* [WHAT IS ASKED] List each line of the items below that contains the word "rock". Case counts.

* [EXTRACTED DATA]
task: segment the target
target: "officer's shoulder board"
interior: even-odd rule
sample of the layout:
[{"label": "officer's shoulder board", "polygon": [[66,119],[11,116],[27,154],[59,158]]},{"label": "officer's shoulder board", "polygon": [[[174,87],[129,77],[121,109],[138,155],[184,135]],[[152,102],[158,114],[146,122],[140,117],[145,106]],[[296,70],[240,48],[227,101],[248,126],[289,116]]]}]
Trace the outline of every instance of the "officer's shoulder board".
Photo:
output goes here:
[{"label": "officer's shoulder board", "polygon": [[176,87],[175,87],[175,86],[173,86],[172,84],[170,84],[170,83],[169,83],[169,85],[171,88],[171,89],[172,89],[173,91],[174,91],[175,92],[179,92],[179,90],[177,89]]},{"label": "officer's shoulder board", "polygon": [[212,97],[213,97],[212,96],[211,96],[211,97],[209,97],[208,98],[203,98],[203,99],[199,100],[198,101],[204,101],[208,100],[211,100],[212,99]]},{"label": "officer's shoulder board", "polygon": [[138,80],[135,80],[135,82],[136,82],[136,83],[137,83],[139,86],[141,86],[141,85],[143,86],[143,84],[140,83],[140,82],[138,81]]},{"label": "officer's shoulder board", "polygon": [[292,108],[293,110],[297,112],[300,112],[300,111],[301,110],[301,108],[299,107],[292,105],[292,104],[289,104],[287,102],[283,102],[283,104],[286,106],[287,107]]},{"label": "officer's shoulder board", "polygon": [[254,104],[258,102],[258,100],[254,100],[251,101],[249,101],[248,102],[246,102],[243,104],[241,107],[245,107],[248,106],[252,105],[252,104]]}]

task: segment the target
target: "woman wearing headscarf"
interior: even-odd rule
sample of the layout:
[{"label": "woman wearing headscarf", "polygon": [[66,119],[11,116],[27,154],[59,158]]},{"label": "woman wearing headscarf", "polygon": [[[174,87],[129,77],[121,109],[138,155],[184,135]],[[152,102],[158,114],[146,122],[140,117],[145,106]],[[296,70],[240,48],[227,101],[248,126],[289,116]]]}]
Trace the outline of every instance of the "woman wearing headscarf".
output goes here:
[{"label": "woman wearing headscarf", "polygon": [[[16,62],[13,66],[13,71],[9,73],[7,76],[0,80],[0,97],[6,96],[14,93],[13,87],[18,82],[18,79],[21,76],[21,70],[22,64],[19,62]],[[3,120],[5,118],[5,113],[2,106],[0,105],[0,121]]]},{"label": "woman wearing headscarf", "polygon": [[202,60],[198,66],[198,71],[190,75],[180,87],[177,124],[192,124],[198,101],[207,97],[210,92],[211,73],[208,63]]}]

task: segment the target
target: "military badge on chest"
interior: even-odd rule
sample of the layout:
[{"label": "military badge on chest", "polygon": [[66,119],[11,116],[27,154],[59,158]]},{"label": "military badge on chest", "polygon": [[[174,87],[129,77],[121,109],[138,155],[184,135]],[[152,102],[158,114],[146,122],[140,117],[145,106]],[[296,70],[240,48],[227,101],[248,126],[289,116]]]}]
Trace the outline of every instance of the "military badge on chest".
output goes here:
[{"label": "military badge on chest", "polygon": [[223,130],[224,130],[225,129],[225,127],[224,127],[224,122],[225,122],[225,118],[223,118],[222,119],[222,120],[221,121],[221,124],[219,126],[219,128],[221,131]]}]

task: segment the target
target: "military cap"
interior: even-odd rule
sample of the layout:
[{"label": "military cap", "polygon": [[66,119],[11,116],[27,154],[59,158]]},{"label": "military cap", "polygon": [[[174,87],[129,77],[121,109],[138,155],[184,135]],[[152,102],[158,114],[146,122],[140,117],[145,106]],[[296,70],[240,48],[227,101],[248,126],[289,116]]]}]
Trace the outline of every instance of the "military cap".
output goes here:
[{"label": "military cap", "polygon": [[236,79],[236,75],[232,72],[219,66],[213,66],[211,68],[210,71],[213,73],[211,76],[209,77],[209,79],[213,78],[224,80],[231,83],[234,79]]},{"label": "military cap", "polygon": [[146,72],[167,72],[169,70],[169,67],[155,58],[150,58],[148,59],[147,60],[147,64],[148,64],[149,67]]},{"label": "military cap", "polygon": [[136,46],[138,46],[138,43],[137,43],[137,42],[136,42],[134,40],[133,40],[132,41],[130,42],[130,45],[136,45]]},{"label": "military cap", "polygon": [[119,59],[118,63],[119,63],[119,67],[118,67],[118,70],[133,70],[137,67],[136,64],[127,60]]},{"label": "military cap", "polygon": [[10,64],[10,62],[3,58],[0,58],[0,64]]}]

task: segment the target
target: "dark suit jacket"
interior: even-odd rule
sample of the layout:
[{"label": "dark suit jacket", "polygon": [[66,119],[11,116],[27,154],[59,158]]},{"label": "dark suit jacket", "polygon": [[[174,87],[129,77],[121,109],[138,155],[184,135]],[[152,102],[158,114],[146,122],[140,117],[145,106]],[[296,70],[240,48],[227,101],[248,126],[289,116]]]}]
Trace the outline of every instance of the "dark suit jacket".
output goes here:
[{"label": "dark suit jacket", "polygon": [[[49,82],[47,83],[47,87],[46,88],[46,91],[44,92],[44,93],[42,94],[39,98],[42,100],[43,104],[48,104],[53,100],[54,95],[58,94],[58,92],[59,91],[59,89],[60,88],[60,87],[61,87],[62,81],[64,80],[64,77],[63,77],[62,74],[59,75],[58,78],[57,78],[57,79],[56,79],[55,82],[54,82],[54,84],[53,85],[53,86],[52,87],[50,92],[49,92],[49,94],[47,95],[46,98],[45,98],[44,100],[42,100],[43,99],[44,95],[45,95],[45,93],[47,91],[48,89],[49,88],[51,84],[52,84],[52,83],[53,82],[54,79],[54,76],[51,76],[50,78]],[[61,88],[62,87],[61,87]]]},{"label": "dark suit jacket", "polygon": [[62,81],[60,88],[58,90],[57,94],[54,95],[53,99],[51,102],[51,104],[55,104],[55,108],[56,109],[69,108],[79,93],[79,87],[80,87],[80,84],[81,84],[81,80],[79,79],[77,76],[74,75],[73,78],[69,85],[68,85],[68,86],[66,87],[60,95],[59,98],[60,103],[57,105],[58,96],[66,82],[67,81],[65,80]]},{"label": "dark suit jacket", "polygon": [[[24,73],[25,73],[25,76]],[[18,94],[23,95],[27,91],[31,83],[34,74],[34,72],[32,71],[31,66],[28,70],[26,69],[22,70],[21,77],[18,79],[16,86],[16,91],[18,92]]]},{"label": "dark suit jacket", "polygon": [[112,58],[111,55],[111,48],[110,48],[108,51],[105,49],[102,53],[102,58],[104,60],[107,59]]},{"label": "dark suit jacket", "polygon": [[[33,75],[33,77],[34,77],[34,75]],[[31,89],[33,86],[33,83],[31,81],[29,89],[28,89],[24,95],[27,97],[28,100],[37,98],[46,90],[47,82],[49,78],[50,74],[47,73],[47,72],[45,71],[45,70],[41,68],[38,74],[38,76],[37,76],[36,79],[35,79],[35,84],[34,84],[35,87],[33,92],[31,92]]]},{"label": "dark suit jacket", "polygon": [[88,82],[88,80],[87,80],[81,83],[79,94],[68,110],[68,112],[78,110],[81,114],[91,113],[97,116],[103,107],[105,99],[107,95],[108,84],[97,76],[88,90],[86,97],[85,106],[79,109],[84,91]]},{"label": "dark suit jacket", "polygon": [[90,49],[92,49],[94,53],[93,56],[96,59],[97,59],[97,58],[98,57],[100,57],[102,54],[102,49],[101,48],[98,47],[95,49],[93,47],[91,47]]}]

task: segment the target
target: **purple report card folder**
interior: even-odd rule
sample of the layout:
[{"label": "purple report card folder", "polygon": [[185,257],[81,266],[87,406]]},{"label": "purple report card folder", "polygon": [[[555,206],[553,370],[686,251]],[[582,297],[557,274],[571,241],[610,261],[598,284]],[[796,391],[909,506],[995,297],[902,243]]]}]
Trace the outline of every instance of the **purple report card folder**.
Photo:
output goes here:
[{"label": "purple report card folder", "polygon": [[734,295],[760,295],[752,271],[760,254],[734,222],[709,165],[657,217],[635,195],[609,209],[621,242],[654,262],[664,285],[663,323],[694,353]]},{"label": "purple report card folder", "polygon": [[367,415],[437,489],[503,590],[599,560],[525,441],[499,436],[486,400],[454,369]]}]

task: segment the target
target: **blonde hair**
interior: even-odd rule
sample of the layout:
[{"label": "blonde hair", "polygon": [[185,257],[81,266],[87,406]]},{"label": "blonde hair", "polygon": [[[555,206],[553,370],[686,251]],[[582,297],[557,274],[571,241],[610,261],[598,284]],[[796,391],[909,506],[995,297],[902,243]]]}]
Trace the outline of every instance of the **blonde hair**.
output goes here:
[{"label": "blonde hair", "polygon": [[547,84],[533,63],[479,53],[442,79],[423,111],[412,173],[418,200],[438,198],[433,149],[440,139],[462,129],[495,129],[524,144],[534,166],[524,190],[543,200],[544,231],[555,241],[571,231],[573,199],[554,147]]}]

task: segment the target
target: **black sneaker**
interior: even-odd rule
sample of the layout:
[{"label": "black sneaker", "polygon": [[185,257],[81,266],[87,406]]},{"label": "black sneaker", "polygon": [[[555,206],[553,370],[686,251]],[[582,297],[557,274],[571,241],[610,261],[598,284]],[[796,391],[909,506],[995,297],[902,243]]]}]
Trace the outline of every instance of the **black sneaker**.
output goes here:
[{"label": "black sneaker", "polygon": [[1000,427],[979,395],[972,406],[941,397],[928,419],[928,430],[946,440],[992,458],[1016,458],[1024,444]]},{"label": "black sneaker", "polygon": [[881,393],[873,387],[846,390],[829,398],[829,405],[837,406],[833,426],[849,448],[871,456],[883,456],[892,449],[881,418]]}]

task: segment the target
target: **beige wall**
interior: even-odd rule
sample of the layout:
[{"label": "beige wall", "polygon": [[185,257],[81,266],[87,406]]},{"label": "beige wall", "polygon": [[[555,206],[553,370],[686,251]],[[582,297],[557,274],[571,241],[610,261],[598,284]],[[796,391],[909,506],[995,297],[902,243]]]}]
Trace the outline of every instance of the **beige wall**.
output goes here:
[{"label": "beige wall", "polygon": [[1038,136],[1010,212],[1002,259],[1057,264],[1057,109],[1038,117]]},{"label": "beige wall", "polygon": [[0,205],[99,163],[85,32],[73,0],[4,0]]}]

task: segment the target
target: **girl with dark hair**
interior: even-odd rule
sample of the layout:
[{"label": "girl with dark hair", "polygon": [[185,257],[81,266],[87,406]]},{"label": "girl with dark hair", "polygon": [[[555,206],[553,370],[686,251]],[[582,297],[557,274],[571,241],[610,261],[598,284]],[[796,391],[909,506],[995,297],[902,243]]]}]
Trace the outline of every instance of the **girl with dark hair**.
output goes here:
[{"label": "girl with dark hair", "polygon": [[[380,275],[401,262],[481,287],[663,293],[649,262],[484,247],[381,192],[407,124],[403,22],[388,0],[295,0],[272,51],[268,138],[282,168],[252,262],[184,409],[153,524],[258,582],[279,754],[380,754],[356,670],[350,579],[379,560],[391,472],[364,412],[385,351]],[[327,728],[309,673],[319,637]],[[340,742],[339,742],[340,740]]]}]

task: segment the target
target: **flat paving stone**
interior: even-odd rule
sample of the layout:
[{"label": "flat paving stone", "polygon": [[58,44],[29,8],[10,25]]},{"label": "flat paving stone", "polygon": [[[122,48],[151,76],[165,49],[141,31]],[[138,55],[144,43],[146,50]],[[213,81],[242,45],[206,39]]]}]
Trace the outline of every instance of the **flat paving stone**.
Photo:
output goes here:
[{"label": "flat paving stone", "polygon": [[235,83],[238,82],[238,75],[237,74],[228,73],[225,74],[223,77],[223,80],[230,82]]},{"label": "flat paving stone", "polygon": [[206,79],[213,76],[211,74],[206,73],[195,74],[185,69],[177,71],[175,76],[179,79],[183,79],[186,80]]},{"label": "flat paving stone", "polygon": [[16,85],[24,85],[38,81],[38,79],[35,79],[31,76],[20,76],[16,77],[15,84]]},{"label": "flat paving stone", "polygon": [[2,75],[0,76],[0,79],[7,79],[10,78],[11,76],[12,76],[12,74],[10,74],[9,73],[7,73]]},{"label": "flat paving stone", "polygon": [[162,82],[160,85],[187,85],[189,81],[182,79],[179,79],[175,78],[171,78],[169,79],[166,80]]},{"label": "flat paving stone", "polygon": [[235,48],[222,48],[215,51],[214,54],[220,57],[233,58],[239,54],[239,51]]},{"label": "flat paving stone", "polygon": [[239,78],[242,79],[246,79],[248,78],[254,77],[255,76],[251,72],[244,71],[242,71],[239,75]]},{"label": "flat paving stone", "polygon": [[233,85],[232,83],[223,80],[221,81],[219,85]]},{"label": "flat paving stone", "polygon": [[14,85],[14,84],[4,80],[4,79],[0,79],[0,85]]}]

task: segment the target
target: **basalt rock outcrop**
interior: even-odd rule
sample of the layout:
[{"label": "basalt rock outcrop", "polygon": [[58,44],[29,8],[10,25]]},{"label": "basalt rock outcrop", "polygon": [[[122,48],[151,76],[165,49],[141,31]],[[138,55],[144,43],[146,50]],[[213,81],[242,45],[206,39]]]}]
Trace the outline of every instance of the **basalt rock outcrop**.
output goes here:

* [EXERCISE OUTPUT]
target: **basalt rock outcrop**
[{"label": "basalt rock outcrop", "polygon": [[58,44],[29,8],[10,25]]},{"label": "basalt rock outcrop", "polygon": [[[122,48],[151,76],[165,49],[141,31]],[[138,55],[144,43],[146,50]],[[213,81],[242,45],[206,39]]]}]
Trace the outline of every instance of the **basalt rock outcrop**.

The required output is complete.